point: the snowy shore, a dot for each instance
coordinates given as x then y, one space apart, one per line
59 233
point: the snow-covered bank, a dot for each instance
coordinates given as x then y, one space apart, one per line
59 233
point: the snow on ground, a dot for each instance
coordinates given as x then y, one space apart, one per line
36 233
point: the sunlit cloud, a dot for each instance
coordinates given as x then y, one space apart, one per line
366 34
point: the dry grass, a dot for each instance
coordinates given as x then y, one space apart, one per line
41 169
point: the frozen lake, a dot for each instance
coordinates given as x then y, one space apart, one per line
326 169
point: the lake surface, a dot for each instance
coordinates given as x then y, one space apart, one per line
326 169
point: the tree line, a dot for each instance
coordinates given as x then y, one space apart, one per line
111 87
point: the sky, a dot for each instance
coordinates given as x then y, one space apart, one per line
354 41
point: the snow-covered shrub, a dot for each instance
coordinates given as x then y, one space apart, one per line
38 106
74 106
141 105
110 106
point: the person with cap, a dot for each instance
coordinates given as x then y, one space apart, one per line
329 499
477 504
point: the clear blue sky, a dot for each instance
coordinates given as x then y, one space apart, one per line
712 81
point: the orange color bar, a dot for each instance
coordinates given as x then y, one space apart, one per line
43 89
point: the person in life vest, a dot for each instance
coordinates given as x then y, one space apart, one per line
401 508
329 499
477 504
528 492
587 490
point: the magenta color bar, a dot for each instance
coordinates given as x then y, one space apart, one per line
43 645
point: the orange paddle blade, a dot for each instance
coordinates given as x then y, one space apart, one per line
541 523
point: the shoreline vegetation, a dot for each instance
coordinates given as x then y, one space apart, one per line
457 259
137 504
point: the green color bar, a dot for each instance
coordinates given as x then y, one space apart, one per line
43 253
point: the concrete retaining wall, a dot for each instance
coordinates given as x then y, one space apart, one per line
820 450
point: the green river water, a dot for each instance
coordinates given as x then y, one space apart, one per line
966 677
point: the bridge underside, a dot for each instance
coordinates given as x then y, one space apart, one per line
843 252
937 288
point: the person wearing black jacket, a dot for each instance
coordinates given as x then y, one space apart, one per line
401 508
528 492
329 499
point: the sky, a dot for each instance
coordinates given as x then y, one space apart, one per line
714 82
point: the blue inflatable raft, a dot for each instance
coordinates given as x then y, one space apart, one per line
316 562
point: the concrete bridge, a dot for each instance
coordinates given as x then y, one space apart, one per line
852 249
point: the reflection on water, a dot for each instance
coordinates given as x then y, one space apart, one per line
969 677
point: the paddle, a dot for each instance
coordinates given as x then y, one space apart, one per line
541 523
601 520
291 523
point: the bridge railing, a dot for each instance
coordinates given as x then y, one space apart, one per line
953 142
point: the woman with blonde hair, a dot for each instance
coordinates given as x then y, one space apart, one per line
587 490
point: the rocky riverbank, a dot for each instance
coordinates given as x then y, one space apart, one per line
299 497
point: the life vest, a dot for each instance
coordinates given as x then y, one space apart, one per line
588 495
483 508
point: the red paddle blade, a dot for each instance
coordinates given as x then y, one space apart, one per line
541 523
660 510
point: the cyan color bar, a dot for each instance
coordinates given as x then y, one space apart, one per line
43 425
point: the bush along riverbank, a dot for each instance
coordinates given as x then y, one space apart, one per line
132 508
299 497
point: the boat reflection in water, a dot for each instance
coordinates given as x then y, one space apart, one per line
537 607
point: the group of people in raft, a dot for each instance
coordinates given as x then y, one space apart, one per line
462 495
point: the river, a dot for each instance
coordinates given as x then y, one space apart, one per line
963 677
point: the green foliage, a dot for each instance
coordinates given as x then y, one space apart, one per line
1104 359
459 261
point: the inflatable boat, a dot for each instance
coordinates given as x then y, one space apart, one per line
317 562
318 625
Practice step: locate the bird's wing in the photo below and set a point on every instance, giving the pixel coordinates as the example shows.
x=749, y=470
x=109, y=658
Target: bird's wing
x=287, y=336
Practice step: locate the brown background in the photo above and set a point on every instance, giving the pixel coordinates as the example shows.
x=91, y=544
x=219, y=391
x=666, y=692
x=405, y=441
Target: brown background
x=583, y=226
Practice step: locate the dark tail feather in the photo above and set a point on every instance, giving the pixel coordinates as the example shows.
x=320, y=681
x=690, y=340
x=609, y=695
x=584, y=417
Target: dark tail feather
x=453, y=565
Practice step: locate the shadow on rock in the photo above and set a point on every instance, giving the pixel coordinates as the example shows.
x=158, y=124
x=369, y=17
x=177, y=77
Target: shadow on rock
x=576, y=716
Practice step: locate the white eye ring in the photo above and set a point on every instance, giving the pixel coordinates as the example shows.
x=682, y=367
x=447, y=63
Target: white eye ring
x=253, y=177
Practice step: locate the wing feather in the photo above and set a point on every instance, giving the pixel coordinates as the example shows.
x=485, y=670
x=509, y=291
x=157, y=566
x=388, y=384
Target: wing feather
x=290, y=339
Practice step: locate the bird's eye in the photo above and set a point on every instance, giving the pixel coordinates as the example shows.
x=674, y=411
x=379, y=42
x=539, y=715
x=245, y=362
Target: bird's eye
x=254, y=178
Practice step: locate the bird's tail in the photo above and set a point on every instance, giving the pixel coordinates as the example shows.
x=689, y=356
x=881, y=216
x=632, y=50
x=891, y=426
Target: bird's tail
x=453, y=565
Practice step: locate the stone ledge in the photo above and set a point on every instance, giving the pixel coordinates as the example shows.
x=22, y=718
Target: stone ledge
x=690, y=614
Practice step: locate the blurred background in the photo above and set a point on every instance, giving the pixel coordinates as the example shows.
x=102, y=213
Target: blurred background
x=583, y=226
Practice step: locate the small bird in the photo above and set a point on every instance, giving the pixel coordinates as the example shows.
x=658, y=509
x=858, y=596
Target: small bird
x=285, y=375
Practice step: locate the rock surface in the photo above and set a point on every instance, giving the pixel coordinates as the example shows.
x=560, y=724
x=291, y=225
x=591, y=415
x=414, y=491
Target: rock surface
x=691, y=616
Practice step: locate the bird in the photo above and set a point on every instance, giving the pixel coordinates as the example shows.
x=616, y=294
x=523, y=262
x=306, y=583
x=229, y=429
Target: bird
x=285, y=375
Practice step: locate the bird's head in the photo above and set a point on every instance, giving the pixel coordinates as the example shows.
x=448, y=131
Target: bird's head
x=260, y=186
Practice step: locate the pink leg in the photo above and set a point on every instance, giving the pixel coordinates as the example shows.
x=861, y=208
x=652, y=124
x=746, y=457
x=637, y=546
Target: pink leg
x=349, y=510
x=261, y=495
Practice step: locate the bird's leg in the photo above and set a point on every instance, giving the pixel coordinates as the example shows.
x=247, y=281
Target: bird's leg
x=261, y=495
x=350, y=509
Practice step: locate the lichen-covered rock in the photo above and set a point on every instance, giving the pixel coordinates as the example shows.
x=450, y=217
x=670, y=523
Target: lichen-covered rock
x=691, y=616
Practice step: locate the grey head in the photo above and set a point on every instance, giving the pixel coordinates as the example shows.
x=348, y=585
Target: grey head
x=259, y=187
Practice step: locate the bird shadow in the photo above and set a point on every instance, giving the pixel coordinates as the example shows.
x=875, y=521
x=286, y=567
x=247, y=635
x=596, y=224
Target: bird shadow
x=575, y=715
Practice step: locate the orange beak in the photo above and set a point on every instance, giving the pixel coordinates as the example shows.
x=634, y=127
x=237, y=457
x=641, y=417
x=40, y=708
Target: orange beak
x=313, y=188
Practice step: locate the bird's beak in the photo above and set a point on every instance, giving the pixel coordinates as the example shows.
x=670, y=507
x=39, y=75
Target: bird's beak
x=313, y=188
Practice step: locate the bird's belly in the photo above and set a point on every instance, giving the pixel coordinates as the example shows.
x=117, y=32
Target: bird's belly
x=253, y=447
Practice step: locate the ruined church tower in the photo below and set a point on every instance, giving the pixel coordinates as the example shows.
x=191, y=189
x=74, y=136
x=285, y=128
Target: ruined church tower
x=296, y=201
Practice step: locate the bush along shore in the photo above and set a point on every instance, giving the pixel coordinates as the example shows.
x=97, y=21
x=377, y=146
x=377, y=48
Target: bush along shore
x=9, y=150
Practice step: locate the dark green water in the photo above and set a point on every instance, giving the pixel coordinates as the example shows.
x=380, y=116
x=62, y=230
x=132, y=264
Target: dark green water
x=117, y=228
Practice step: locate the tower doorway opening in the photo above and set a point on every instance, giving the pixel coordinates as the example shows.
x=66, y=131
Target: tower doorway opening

····················

» **To be done**
Format the lines starting at the one containing "point: the inflatable" and ending at the one containing "x=290, y=339" as a numbered list, skipping blank lines.

» **Problem solution**
1. point: the inflatable boat, a dot for each instance
2. coordinates given as x then y, one space apart, one per line
3. 317 562
4. 318 625
5. Practice step: locate the bird's wing in the photo below and set a point on every instance, giving the pixel coordinates as the example shows.
6. x=749, y=470
7. x=109, y=658
8. Target: bird's wing
9. x=287, y=336
10. Practice step: locate the brown background in the photo above and set a point on every instance, giving the pixel coordinates as the example shows.
11. x=91, y=544
12. x=219, y=391
13. x=666, y=692
14. x=405, y=441
15. Target: brown background
16. x=583, y=226
17. Practice step: locate the dark tail feather in the photo above and set a point on every instance, giving the pixel coordinates as the example shows.
18. x=320, y=681
19. x=690, y=340
20. x=609, y=695
21. x=584, y=417
22. Target: dark tail feather
23. x=453, y=565
24. Practice step: locate the shadow on rock in the photo above and set a point on every instance, giving the pixel coordinates as the example shows.
25. x=158, y=124
26. x=369, y=17
27. x=177, y=77
28. Target: shadow on rock
29. x=576, y=716
30. Practice step: locate the white eye ring in the photo above and set a point on every instance, giving the pixel coordinates as the example shows.
31. x=682, y=367
32. x=447, y=63
33. Target: white eye ring
34. x=253, y=177
35. Practice step: locate the wing feather in the photo above and set a point on every instance, giving the pixel coordinates as the example shows.
36. x=485, y=670
37. x=509, y=291
38. x=157, y=566
39. x=388, y=384
40. Target: wing feather
41. x=290, y=339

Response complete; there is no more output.